Problem: Everything in the data except the pictures belongs in your answer, copied exactly.
————
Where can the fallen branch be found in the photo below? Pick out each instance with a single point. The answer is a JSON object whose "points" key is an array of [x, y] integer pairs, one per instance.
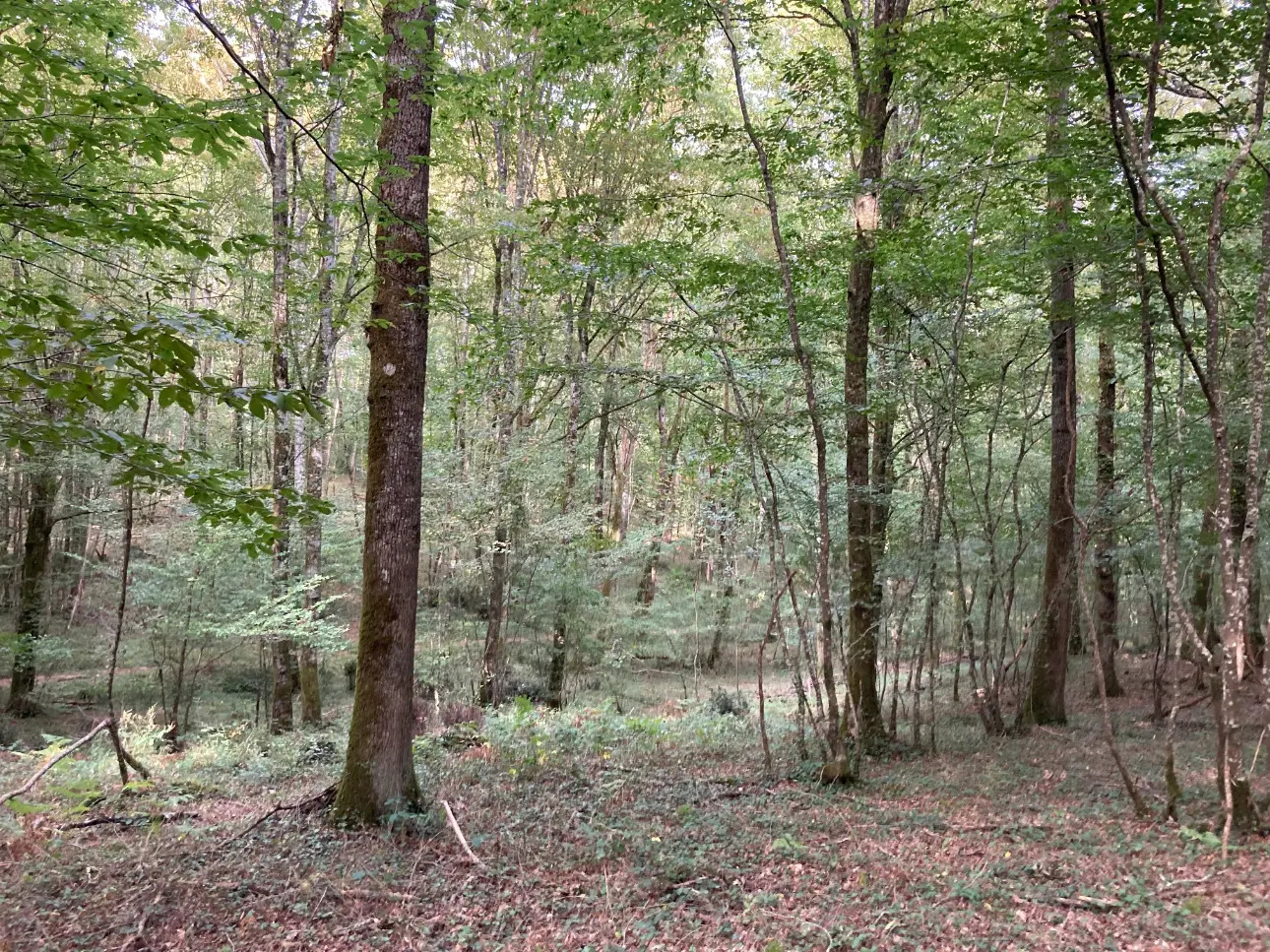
{"points": [[141, 925], [318, 799], [100, 727], [459, 833], [134, 820], [1089, 903]]}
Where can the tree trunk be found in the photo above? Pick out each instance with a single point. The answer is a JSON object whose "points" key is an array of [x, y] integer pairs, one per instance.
{"points": [[1105, 575], [833, 729], [32, 591], [315, 465], [281, 646], [1046, 701], [379, 771], [723, 614], [872, 114]]}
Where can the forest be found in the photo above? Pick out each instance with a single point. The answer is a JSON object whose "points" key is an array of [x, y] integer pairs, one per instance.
{"points": [[634, 475]]}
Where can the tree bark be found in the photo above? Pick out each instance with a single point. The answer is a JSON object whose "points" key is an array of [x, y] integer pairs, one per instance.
{"points": [[280, 143], [1107, 578], [379, 771], [833, 728], [1046, 701], [32, 592], [874, 82], [315, 465]]}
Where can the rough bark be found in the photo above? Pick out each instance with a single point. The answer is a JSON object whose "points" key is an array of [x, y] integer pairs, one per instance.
{"points": [[32, 591], [1047, 693], [874, 77], [281, 648], [323, 358], [1105, 575], [833, 732], [379, 771]]}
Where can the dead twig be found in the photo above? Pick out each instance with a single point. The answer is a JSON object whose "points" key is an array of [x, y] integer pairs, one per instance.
{"points": [[459, 834], [141, 922], [48, 764], [134, 820], [316, 801]]}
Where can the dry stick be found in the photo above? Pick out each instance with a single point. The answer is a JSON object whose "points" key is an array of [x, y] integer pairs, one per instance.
{"points": [[459, 833], [48, 764], [319, 798]]}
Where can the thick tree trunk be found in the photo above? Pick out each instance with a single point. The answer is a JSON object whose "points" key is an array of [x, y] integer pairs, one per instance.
{"points": [[379, 771], [1105, 575], [32, 592], [1047, 693], [872, 62]]}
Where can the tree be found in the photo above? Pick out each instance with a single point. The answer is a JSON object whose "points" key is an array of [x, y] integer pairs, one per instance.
{"points": [[1047, 691], [379, 768]]}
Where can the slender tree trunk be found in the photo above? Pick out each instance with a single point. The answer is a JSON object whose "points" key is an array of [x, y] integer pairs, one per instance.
{"points": [[284, 478], [379, 771], [833, 731], [315, 465], [32, 591], [723, 613], [1105, 575], [874, 82], [1047, 693]]}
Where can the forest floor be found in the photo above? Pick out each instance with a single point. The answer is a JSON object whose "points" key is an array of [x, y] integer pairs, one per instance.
{"points": [[601, 830]]}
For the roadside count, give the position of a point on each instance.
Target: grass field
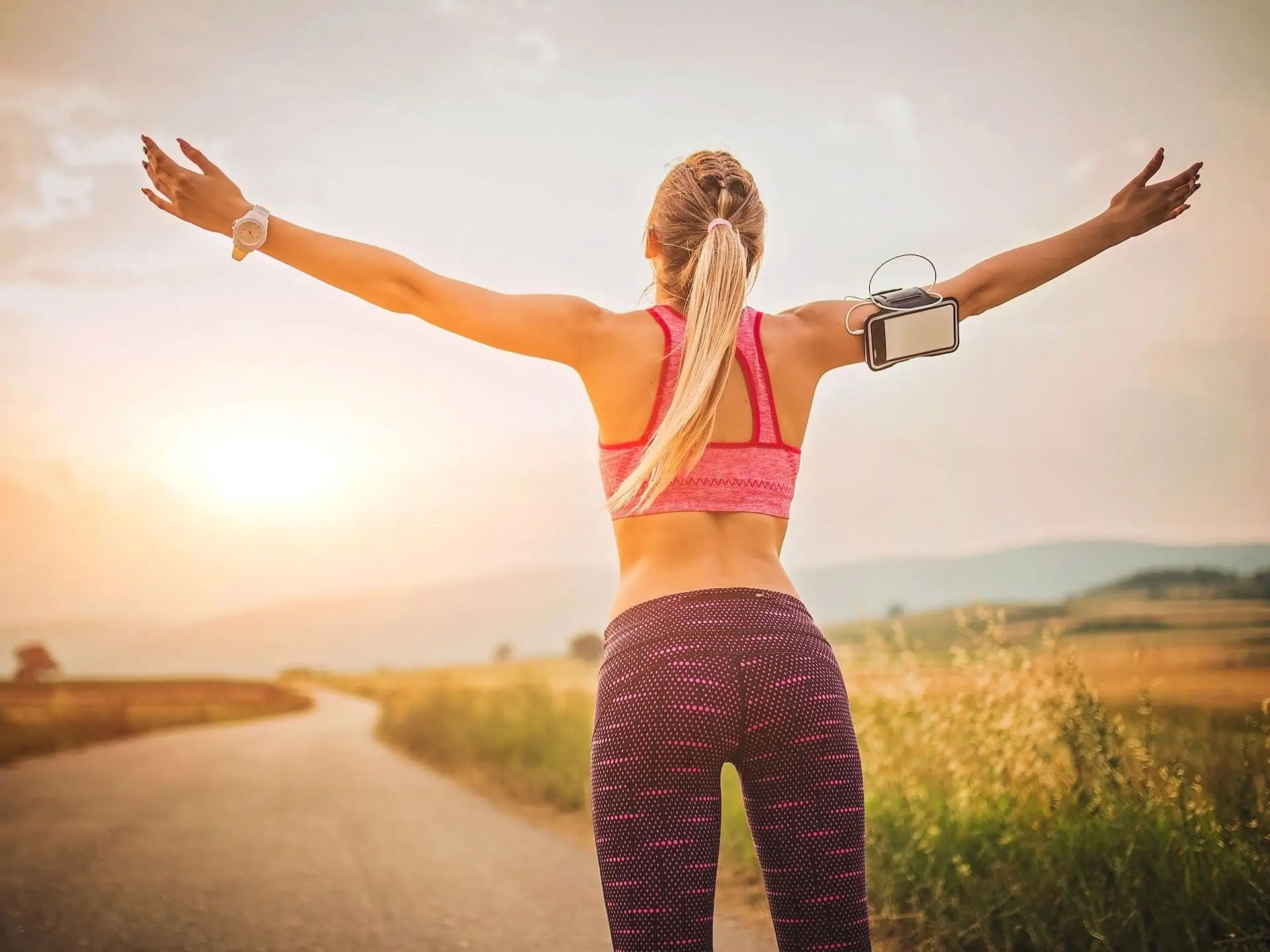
(1103, 790)
(45, 717)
————
Finished task:
Where can the fallen branch be found in the photo below? Pick out each instance with a single point. The answer is a JSON object whose "points" key is an array of [x, y] integer pairs, one per instance.
{"points": [[141, 925], [318, 799], [100, 727], [459, 833], [134, 820], [1089, 903]]}
Where can the tree trunk be found in the photo above? Pick out each instance with a single point. The answer is a JSON object whose "points" key is an array of [x, y] integer pairs, one per instance.
{"points": [[1105, 575], [833, 729], [32, 591], [315, 465], [281, 646], [1046, 701], [379, 771], [723, 614], [872, 114]]}
Where can the forest be found in the photo above? Pick out each instance with a single point. The answer is a JSON object whose "points" key is an array of [x, y] integer pairs, one per instance.
{"points": [[634, 475]]}
Where can the tree bark be found in the photo above? Pick out each instance with a single point. The answer is a JSON object whose "points" key is an array of [x, y] integer pairs, one per instance.
{"points": [[280, 143], [1107, 578], [379, 771], [833, 728], [1046, 701], [32, 592], [874, 82], [315, 465]]}
Where can the rough bark be found in the photo above? Pick out each instance with a single point. The answer is a JSON object whose "points" key is an array of [x, y] integer pairs, one per instance.
{"points": [[32, 591], [1047, 693], [874, 77], [281, 648], [323, 358], [1105, 575], [833, 732], [379, 771]]}
Where can the dead twig be found in the photo above? Pick out each instance with a single point. The answer is a JSON object whose "points" key is an array of [x, y] integer pairs, one per instance.
{"points": [[459, 834], [141, 922], [48, 764], [134, 820], [316, 801]]}
Where can the dry stick be found in the photo above? Pick out each instance with a single point. The answer is a JSON object whose "points" key is an array of [x, y] integer pairs, one per instance.
{"points": [[459, 833], [48, 764], [319, 798]]}
Where can the thick tree trunk be found in the photo above? Pick out each instance with a single point. The answer is a JSON object whose "points" key is an array of [x, y] integer pairs, one per instance.
{"points": [[379, 771], [1105, 575], [32, 592], [1047, 693], [872, 62]]}
Where can the tree be found in the photo above? Pick out each instance with a single point. The answer is a JSON object whose "points" key is an array of [x, y] integer pairs, one per instance.
{"points": [[1047, 691], [379, 768]]}
Where can the slender tree trunk be found in the photo above? Pick out each instance with a single point. The answer is a JSON object whose "points" key is an array of [x, y] integer pairs, one per instance.
{"points": [[284, 478], [379, 771], [833, 731], [315, 465], [32, 591], [723, 613], [1105, 575], [874, 82], [1047, 693]]}
Where can the forest floor be found in the photo above? Pick out each instance with a single point. The answer is a JSON object whose "points" key is an array of [x, y] integer pairs, one per instance.
{"points": [[601, 830]]}
For the roadside count, give the position of a point on each instance.
Target: grass field
(1103, 790)
(45, 717)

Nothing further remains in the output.